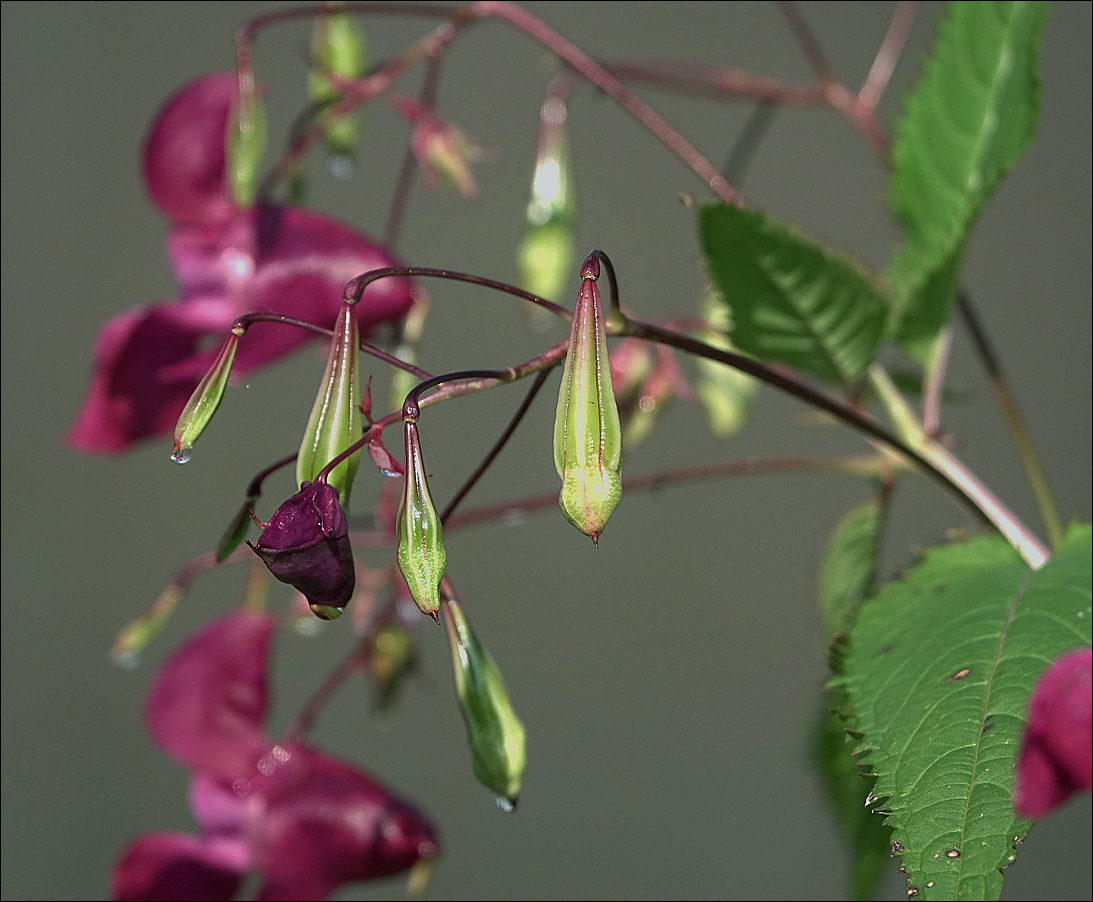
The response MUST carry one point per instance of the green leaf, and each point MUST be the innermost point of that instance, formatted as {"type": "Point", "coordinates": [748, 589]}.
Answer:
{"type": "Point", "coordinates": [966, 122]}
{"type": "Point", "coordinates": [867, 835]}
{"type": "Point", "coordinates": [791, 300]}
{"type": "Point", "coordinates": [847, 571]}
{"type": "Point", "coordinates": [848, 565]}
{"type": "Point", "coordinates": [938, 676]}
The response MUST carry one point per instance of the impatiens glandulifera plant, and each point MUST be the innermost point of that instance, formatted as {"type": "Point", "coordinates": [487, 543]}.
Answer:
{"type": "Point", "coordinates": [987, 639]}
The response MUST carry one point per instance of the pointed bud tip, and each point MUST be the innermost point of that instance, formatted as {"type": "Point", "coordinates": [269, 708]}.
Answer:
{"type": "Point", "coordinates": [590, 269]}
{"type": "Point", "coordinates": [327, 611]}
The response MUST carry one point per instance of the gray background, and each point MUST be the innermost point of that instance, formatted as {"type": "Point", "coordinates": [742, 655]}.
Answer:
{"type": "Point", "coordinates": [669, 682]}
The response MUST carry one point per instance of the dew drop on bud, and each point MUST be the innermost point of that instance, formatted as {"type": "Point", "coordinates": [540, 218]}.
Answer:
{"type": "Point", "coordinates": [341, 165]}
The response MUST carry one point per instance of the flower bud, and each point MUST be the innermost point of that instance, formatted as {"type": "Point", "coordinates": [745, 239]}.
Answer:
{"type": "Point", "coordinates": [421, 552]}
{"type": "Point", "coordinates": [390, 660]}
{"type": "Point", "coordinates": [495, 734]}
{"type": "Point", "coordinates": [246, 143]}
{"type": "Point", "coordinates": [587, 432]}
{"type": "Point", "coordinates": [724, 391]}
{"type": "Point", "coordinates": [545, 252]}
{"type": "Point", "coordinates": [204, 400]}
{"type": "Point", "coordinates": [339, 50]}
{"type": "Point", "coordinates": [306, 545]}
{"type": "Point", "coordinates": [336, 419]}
※
### TASK DETAILS
Give the lines from the one containing "The response MUST carry one point per instance of the impatiens" through the end of the entries again, exactly as written and with no other lines.

### RESPONSE AREA
The response MUST carry one point per instance of the impatiens glandulifera plant, and each point MUST be the innermost point of that instance, formatted as {"type": "Point", "coordinates": [487, 543]}.
Answer:
{"type": "Point", "coordinates": [987, 639]}
The response MUST carry one point per instance of the pointed bud tip, and each point MUST be the innermost point of that instance, formatted as {"type": "Point", "coordinates": [269, 708]}.
Answer:
{"type": "Point", "coordinates": [590, 269]}
{"type": "Point", "coordinates": [327, 611]}
The response MUST carry one point per instance of the gray background, and each point MUST be the innermost point of that instance, formatted as {"type": "Point", "coordinates": [742, 655]}.
Answer:
{"type": "Point", "coordinates": [669, 682]}
The response MUST carry one point per instance of the dew drop on bud, and each point MUST be the innermost point of that instance, formatted as {"type": "Point", "coordinates": [540, 218]}.
Answer:
{"type": "Point", "coordinates": [341, 165]}
The response MUST carry one point per instance of the flower bud, and each point MUST be the innermost point of that instance, formatted as {"type": "Point", "coordinates": [745, 239]}.
Answer:
{"type": "Point", "coordinates": [421, 552]}
{"type": "Point", "coordinates": [390, 660]}
{"type": "Point", "coordinates": [495, 734]}
{"type": "Point", "coordinates": [246, 143]}
{"type": "Point", "coordinates": [587, 432]}
{"type": "Point", "coordinates": [724, 391]}
{"type": "Point", "coordinates": [545, 252]}
{"type": "Point", "coordinates": [204, 400]}
{"type": "Point", "coordinates": [339, 50]}
{"type": "Point", "coordinates": [306, 545]}
{"type": "Point", "coordinates": [336, 419]}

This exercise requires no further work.